* **EXTRACTED TEXT**:
+++

Key Difference: Prokaryotes are simpler, smaller cells, while eukaryotes are larger and more complex.

4. Kingdom Specifics – Reproduction, Habitat, Physical Structure, Metabolism:

Fungi:

• Reproduction: Both sexual (via spores) and asexual (via budding or conidia).

• Habitat: Typically found in moist, decomposing organic matter, but also in symbiotic relationships (e.g., mycorrhizae with plants).

• Structure: Multicellular (except yeasts); cell walls made of chitin.

• Metabolism: Heterotrophic, decomposers, or symbiotic (e.g., lichens).

Protists:

• Reproduction: Asexual (binary fission) or sexual (gametes).

• Habitat: Mostly aquatic environments, can also be found in symbiosis with other organisms.

• Structure: Can be unicellular or multicellular.

• Metabolism: Can be autotrophic (photosynthetic) or heterotrophic (consume organic matter).

Bacteria:

• Reproduction: Asexual via binary fission.

• Habitat: Found everywhere – in soil, water, and inside other organisms.

• Structure: Unicellular, no membrane-bound organelles.

• Metabolism: Can be autotrophic (e.g., some bacteria perform photosynthesis) or heterotrophic.

Plants:

• Reproduction: Primarily sexual via seeds or spores, some asexual reproduction (e.g., runners, budding).

• Habitat: Mostly terrestrial, but some aquatic.

• Structure: Multicellular; cell walls made of cellulose.

• Metabolism: Autotrophic (photosynthesis).

5. Evolution of Prokaryotes to Eukaryotes & Evolution of Plants:

Evolution of Prokaryotes to Eukaryotes:

• Endosymbiotic Theory: Suggests that eukaryotic cells evolved from a symbiotic relationship between a primitive eukaryote and engulfed prokaryotes (e.g., mitochondria and chloroplasts were once free-living bacteria).

+++

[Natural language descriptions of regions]
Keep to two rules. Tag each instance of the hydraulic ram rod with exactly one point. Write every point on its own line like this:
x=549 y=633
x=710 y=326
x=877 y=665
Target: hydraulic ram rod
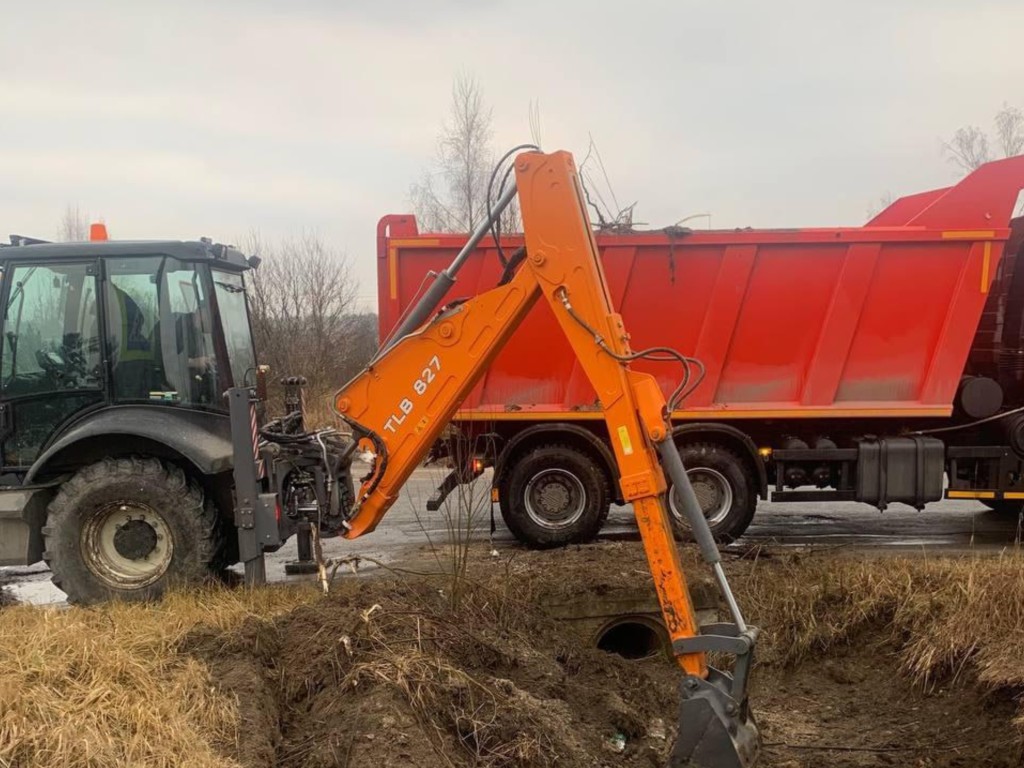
x=443 y=282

+++

* **PROBLEM REQUIREMENTS**: Using the notes on the biological kingdoms, answer yes or no to whether each statement below agrees with them, quoting the deciding words. 1. Fungal cell walls are made of cellulose. 2. Bacteria reproduce asexually through binary fission. 3. Plants are described as living mostly in aquatic habitats.

* **FINAL ANSWER**:
1. No: "cell walls made of chitin."
2. Yes: "Asexual via binary fission."
3. No: "Mostly terrestrial, but some aquatic."